PROVIDED MATERIAL Start Marker
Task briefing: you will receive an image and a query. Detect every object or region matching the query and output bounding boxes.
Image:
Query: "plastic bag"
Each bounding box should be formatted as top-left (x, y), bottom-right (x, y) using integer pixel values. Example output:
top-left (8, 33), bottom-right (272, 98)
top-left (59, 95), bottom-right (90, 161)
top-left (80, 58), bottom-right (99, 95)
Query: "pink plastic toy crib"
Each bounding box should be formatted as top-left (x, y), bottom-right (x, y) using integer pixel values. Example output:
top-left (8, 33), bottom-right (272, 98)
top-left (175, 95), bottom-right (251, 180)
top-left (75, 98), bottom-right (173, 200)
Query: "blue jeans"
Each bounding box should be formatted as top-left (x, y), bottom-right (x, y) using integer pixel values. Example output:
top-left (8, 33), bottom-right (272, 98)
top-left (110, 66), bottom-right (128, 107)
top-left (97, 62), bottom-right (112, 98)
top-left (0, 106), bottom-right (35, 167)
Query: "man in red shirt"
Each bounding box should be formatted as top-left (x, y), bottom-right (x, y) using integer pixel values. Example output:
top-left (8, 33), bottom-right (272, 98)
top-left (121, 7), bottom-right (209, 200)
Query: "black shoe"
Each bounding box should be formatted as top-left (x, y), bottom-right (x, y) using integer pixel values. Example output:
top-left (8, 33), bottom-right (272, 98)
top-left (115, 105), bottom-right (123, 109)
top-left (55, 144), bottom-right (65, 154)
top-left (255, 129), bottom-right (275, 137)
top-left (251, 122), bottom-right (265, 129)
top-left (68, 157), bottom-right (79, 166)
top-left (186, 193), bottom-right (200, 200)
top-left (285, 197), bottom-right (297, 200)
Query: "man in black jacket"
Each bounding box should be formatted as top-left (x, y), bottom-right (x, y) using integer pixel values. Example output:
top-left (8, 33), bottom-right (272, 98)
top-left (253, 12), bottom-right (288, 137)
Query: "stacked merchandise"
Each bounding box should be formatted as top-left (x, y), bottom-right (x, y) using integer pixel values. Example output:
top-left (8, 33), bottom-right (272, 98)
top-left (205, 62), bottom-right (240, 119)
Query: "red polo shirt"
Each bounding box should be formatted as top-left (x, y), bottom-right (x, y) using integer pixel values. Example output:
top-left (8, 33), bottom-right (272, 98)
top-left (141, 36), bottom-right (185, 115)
PROVIDED MATERIAL End Marker
ABOUT THIS EXERCISE
Down to the last line, retype the entries above exactly.

RESPONSE AREA
Task briefing: you will receive an image and a query. Detect every object or region matching the query and output bounding boxes.
Image:
Query: "plastic bag"
Each bounding box should be formatted as top-left (x, y), bottom-right (x, y) using integer pixel values. Example output:
top-left (8, 33), bottom-right (272, 98)
top-left (59, 95), bottom-right (90, 161)
top-left (80, 58), bottom-right (99, 95)
Query: "pink plastic toy crib"
Each bounding box should be formatted as top-left (x, y), bottom-right (x, y) using integer pixel values. Example output:
top-left (8, 33), bottom-right (272, 98)
top-left (175, 95), bottom-right (251, 180)
top-left (75, 98), bottom-right (173, 200)
Query: "blue jeans"
Each bounding box should be formatted as top-left (x, y), bottom-right (x, y) using integer pixel values. Example output:
top-left (8, 33), bottom-right (272, 98)
top-left (110, 66), bottom-right (128, 107)
top-left (97, 62), bottom-right (112, 98)
top-left (0, 106), bottom-right (35, 167)
Query: "man in red shirt"
Each bounding box should be formatted as top-left (x, y), bottom-right (x, y) using integer pixel values. Example output:
top-left (8, 33), bottom-right (272, 98)
top-left (121, 7), bottom-right (209, 200)
Query: "black shoe"
Each bounding box should be formatted as top-left (x, y), bottom-right (x, y) using integer pixel values. Example output:
top-left (8, 33), bottom-right (272, 98)
top-left (115, 105), bottom-right (123, 109)
top-left (55, 144), bottom-right (65, 154)
top-left (255, 129), bottom-right (275, 137)
top-left (251, 122), bottom-right (265, 129)
top-left (68, 157), bottom-right (79, 166)
top-left (186, 193), bottom-right (200, 200)
top-left (285, 197), bottom-right (297, 200)
Query: "man in black jacket"
Each bounding box should be formatted as top-left (x, y), bottom-right (x, y) using integer pixel values. Example output:
top-left (8, 33), bottom-right (272, 98)
top-left (253, 12), bottom-right (288, 137)
Query: "stacked merchandise"
Each bounding box should be formatted as top-left (x, y), bottom-right (x, y) using integer pixel values. Example output:
top-left (8, 33), bottom-right (272, 98)
top-left (205, 62), bottom-right (240, 119)
Query: "red polo shirt"
Each bounding box should be formatted as top-left (x, y), bottom-right (x, y) using integer pixel values. Example output:
top-left (8, 33), bottom-right (272, 98)
top-left (141, 36), bottom-right (185, 115)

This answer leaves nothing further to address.